Segment Start: Entries provided

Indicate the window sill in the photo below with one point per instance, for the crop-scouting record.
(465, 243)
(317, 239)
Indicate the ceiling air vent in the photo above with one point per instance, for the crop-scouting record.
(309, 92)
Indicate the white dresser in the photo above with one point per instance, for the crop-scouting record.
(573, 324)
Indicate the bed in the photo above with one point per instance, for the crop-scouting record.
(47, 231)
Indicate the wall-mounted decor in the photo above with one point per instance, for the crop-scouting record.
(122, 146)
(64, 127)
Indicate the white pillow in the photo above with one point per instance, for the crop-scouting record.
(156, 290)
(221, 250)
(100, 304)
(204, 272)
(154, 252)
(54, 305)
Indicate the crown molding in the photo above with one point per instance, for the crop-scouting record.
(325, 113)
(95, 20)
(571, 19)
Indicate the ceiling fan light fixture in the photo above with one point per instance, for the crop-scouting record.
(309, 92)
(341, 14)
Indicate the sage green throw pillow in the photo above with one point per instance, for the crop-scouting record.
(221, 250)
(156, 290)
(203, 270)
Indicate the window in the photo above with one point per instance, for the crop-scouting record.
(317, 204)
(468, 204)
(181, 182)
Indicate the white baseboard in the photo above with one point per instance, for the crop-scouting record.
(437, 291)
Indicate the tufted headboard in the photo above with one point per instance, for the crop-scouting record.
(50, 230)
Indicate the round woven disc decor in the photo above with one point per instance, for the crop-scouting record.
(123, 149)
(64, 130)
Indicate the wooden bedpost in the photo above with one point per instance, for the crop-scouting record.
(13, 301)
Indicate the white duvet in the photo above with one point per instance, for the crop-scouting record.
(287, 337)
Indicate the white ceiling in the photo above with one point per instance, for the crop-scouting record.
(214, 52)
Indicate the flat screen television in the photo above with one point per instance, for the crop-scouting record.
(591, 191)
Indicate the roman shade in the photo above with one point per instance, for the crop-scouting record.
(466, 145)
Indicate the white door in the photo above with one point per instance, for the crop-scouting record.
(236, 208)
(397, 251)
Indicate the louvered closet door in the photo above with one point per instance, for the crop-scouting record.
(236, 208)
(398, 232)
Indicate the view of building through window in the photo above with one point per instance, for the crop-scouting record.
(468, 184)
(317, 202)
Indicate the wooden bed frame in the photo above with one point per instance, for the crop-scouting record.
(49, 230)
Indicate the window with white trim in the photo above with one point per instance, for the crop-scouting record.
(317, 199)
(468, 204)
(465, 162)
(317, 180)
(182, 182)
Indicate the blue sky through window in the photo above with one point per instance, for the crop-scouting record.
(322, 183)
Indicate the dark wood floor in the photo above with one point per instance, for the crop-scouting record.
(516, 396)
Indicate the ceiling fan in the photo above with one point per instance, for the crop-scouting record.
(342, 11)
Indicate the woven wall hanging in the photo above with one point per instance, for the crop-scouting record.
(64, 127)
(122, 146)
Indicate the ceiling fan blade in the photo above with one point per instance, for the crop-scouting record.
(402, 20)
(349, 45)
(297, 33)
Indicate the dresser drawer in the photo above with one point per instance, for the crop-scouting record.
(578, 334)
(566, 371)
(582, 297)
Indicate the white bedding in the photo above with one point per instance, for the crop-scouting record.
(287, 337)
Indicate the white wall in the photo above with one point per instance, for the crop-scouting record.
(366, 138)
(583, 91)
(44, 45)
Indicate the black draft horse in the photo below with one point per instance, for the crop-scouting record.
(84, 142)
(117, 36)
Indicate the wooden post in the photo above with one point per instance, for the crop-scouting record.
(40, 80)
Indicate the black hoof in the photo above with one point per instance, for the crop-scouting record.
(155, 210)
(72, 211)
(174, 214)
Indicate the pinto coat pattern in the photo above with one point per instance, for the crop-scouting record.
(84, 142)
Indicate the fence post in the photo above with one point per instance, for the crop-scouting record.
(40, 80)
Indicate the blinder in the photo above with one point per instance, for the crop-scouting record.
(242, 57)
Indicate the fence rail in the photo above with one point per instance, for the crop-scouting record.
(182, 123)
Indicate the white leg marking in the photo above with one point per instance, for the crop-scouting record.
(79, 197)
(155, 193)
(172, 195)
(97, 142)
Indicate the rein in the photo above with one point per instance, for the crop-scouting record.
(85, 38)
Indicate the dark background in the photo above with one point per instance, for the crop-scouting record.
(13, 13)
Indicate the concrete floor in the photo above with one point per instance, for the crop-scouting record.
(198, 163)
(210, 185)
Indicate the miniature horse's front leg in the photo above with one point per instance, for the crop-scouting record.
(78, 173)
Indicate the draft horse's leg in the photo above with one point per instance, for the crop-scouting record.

Segment End: Entries provided

> **Exercise objective**
All of the lines above should be returned exactly as written.

> **Task response**
Indicate the window sill in the photo below with one point per instance, for the crop-scouting record.
(465, 243)
(317, 239)
Indicate the ceiling air vent in the photo above with one point per instance, for the crop-scouting record.
(309, 92)
Indicate the white dresser in the photo above with one point per instance, for the crop-scouting record.
(573, 324)
Indicate the bed in the photo above with one point per instance, for the crop-scouting record.
(47, 231)
Indicate the wall-mounted decor in the photo above with one point per instance, for the crop-scouting record.
(122, 146)
(64, 127)
Indicate the white pillow in the photo above with one point per instance, for the crop-scouting record.
(156, 290)
(221, 250)
(100, 304)
(204, 272)
(154, 252)
(54, 305)
Indicate the crown molding in the photo above with one point per instance, for the crop-scouting record.
(325, 113)
(95, 20)
(571, 19)
Indicate the ceiling fan light fixture in the photo above with one point per instance, for the crop-scouting record.
(309, 92)
(341, 14)
Indicate the sage green throw pillow in the photo above with one point per instance, for the crop-scouting record.
(221, 250)
(156, 290)
(203, 270)
Indicate the window in the photo above with one point per instance, for the crop-scouting record.
(317, 204)
(468, 204)
(181, 182)
Indicate the white baseboard in the photo above with one point per instance, for the crop-scouting record.
(437, 291)
Indicate the tufted headboard in the photo above with one point per instance, for the crop-scouting record.
(50, 230)
Indicate the round woven disc decor in the photo above with one point per instance, for the crop-scouting record.
(123, 149)
(64, 130)
Indicate the wooden bedpost in the photo above with one point per instance, for the crop-scouting record.
(13, 301)
Indicate the white duvet in the photo above with one point per instance, for the crop-scouting record.
(287, 337)
Indicate the white ceiling in the photo above with one point per instance, for the crop-scouting record.
(214, 52)
Indicate the flat screen television in the photo above with one point per instance, for the crop-scouting record.
(591, 191)
Indicate the roman shade in the photo above with one point per instance, for the crop-scouting record.
(466, 145)
Indicate the white door in the photo above with one point per instance, for the crop-scouting record.
(236, 208)
(397, 251)
Indicate the louvered closet door in the photo above with one point per instance, for the crop-scouting record.
(236, 208)
(398, 232)
Indicate the view of building through window in the photo above with one point per instance, for the crop-scouting record.
(468, 184)
(317, 202)
Indicate the wooden bed frame in the photo above with one point per instance, for the crop-scouting record.
(49, 230)
Indicate the window with white trim in the photo above with one point per instance, for the crop-scouting record.
(317, 199)
(468, 204)
(465, 162)
(317, 180)
(182, 182)
Indicate the blue sky through window in the photo above with one point per instance, for the crop-scouting record.
(322, 183)
Indicate the dark wood floor in the photo above with one point per instance, for the crop-scouting record.
(516, 396)
Indicate the ceiling fan in the photo above with one point per instance, for the crop-scouting record.
(342, 11)
Indicate the woven wall hanging in the photo above with one point per instance, for the crop-scouting record.
(64, 127)
(122, 146)
Indicate the ceiling fan blade in the photo above with one point per instance, for the crop-scouting record.
(402, 20)
(349, 45)
(297, 33)
Indicate the dresser drawer in the photo above with one point per instance, for the crop-scouting record.
(578, 334)
(566, 371)
(582, 297)
Indicate the white bedding in the photo above with one point per instance, for the crop-scouting record.
(287, 337)
Indicate the white wall in the photo above with one point per instance, for the crop-scouting record.
(366, 138)
(583, 91)
(44, 45)
Indicate the black draft horse in the photo below with one point per instance, for the crop-scouting record.
(84, 142)
(117, 36)
Indicate the wooden post in the photo above with one point per instance, for the crop-scouting record.
(40, 80)
Indicate the black hoof in the photo above with one point per instance, for the crop-scouting record.
(155, 210)
(72, 211)
(174, 214)
Indicate the pinto coat pattern in the photo above with one point per instance, for the crop-scouting record.
(84, 142)
Indicate the fence post in the photo above with one point per instance, for the crop-scouting record.
(40, 80)
Indicate the blinder in the photo above with one point per instance, for the crop-scouting record.
(242, 57)
Indicate the fence rail in the photo above with one point per instance, for the crop-scouting record.
(182, 123)
Indicate the white leg marking in the photo above with one point per instance, for the crop-scouting record.
(79, 197)
(155, 193)
(172, 195)
(97, 142)
Indicate the rein in the photo above with one point per instance, for the crop-scouting record.
(85, 38)
Indicate the dark background in the photo above with one point per instance, for the crop-scouting record.
(13, 13)
Indicate the concrete floor in the photo above with one point per instance, for the crop-scouting record.
(198, 163)
(210, 185)
Indicate the miniature horse's front leg in the photo above with one point per instance, for the crop-scouting record.
(78, 173)
Indicate the draft horse's leg in the photo above with one point per instance, for the crop-scouting record.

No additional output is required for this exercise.